STATED GOAL >> Return every line of the records below that contains the word "phone", copying each line in full; treat case as significant.
◇ ◇ ◇ ◇
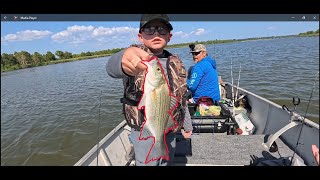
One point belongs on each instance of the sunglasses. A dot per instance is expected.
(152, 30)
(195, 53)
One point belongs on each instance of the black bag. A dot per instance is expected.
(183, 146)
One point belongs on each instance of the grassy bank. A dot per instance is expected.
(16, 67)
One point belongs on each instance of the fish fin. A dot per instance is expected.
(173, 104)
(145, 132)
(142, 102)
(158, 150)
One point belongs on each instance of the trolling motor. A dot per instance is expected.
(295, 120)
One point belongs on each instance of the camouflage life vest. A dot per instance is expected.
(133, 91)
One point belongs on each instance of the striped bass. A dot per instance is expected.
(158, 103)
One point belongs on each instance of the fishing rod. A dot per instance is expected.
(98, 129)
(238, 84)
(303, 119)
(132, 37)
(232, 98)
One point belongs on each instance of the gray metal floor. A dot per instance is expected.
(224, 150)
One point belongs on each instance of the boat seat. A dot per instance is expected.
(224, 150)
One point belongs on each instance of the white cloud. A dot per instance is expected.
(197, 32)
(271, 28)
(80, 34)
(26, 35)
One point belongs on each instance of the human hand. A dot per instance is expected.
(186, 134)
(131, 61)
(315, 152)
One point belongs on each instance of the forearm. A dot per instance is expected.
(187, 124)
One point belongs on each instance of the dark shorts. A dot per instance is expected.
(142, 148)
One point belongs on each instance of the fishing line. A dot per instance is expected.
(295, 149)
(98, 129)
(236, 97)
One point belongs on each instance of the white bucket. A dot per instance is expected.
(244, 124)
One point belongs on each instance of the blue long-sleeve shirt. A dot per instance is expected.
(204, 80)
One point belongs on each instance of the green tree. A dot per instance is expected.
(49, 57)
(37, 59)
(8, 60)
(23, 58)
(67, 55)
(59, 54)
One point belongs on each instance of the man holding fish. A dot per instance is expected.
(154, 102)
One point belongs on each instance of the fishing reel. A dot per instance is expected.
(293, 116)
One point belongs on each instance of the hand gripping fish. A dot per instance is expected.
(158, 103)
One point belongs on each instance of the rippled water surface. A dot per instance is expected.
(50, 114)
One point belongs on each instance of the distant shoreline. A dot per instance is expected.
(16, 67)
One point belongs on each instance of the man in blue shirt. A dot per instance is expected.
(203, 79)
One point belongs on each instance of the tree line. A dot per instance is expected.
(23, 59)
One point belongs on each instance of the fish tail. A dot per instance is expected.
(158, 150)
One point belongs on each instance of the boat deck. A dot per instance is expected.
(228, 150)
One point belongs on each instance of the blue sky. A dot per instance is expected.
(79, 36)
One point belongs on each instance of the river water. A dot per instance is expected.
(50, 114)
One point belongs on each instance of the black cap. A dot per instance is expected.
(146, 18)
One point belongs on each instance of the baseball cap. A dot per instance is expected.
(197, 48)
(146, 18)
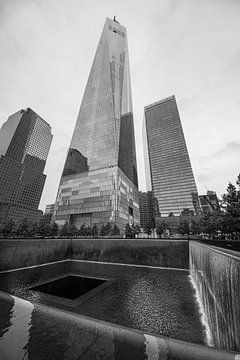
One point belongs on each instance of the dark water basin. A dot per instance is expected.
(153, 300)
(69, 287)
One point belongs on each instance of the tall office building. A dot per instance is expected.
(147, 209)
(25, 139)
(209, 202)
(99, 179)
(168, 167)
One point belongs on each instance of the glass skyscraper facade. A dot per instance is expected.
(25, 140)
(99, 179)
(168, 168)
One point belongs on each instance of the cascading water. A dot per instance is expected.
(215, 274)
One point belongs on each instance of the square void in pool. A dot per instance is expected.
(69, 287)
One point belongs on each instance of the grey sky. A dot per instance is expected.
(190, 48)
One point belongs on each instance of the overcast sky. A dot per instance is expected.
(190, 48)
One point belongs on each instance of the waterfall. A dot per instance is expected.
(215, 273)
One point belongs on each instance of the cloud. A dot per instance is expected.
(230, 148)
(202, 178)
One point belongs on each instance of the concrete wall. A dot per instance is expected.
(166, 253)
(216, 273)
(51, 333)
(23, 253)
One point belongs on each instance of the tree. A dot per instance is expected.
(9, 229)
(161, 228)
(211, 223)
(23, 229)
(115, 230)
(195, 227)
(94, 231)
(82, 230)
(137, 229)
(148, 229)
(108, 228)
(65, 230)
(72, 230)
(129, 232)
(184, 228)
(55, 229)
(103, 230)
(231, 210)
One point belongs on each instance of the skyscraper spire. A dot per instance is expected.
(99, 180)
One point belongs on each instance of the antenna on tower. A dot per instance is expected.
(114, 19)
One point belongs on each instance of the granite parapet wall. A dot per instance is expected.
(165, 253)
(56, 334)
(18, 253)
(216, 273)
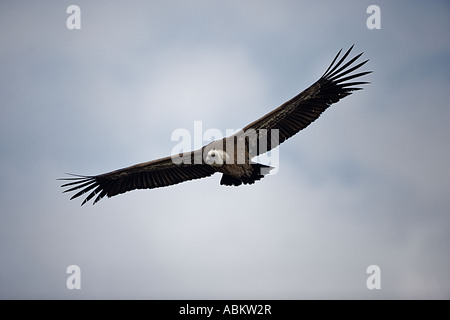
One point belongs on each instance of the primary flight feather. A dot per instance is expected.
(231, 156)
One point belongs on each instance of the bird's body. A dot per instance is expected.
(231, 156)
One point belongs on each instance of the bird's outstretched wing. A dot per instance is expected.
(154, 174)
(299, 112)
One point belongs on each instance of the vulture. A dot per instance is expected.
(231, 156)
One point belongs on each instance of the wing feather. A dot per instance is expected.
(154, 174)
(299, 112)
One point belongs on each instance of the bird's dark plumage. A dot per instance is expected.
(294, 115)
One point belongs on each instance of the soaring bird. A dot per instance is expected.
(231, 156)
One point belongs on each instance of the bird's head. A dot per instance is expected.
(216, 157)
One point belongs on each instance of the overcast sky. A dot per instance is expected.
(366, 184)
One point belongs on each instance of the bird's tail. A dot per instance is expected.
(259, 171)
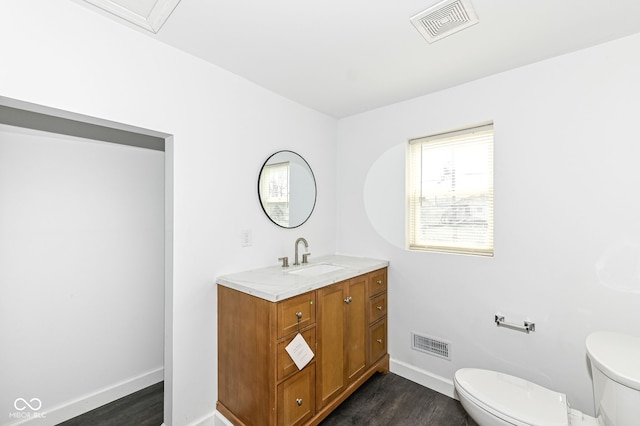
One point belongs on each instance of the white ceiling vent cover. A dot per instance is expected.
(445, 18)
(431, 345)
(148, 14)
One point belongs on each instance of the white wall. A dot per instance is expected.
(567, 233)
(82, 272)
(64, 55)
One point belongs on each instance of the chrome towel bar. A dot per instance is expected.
◇ ◇ ◇ ◇
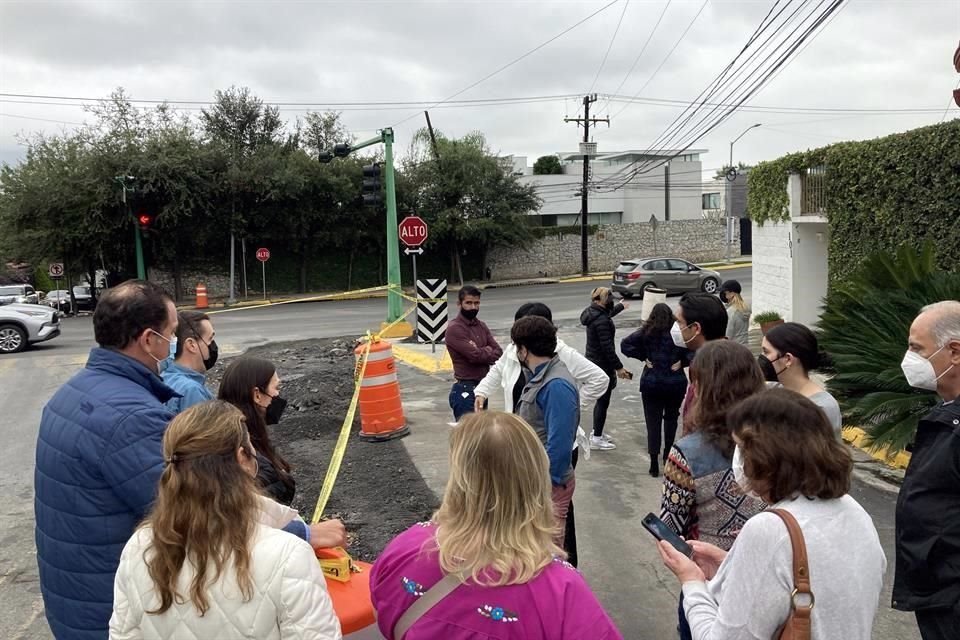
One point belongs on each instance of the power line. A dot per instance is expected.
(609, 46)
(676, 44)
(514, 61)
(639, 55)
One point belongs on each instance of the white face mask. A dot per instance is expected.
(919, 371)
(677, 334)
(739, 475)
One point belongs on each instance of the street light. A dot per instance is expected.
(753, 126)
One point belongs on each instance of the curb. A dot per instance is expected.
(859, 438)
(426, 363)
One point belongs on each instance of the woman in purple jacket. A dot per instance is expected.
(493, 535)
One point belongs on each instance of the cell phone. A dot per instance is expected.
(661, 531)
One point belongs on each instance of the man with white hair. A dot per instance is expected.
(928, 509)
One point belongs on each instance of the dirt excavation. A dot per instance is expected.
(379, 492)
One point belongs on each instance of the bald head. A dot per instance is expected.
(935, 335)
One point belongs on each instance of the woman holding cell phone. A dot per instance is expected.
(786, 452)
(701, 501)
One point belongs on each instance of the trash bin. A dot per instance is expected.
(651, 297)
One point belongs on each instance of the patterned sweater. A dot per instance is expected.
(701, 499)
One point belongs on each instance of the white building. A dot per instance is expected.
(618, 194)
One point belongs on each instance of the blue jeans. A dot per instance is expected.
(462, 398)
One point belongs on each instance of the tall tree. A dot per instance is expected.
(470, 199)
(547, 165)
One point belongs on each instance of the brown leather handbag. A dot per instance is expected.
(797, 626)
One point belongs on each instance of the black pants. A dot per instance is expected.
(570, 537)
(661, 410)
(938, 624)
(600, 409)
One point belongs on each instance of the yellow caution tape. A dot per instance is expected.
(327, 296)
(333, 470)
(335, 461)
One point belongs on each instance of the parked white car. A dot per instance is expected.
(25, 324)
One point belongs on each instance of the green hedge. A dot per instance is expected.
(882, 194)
◇ ◇ ◇ ◇
ANSWER TO THE PROBLEM >>
One point belongs on each instance of the cell phone. A dot per instance is expected.
One point belongs on each instance of the woman holding cell phone. A dot per instance is expected.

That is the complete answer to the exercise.